- _ANGEGEBENES ZIEL_
Entnimm den folgenden Datensätzen jede Zeile, die das Wort „water“ enthält, und gib diese Zeilen unverändert wieder.

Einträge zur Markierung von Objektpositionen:
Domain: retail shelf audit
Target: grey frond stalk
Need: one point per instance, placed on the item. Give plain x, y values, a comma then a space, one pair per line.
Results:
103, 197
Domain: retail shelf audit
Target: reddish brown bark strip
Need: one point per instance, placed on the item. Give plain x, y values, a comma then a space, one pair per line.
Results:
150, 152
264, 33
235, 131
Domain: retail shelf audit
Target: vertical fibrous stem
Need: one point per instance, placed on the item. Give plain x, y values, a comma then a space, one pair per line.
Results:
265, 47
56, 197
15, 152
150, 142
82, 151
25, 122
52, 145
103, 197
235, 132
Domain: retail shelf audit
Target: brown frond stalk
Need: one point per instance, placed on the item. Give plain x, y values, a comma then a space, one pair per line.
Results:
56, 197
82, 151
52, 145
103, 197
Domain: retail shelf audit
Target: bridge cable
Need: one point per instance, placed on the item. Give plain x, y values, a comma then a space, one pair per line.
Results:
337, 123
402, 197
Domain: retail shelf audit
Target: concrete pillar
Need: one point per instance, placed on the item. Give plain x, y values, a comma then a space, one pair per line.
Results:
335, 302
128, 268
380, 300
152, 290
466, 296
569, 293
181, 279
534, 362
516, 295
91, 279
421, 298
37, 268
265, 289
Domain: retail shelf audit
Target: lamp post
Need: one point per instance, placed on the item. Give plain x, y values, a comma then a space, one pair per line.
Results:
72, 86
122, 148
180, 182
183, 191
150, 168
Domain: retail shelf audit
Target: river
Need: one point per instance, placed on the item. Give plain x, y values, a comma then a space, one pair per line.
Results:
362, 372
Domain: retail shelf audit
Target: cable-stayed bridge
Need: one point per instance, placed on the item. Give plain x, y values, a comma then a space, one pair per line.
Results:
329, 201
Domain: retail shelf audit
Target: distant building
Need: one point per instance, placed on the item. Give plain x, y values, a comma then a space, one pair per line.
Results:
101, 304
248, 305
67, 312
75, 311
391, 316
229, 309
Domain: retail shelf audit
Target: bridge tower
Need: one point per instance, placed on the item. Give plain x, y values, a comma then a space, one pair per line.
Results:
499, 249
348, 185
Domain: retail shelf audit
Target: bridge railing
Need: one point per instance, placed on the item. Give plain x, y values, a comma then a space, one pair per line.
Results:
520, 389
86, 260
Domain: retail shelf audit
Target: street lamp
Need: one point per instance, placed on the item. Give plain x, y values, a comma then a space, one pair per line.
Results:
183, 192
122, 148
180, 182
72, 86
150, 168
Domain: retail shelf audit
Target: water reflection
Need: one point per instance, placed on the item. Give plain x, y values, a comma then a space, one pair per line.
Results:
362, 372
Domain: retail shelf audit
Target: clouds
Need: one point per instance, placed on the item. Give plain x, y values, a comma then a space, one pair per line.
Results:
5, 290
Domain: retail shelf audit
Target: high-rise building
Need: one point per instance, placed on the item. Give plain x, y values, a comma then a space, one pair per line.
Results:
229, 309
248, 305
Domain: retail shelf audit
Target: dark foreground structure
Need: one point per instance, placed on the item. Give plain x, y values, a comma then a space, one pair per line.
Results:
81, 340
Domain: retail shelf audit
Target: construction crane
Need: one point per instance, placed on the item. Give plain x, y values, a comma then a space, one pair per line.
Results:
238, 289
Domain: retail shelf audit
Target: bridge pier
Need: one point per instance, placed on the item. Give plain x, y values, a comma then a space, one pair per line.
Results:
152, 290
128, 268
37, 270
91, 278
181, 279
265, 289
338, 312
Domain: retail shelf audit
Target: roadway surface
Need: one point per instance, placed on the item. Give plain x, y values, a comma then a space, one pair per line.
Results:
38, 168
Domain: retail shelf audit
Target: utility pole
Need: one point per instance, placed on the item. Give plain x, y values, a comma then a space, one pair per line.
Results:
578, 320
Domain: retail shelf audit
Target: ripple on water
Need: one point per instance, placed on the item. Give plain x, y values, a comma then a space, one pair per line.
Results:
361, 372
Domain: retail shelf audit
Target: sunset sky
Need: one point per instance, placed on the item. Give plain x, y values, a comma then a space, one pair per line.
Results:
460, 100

- _SCHRIFTLICHE LÖSUNG_
Target: water reflection
Target: ripple on water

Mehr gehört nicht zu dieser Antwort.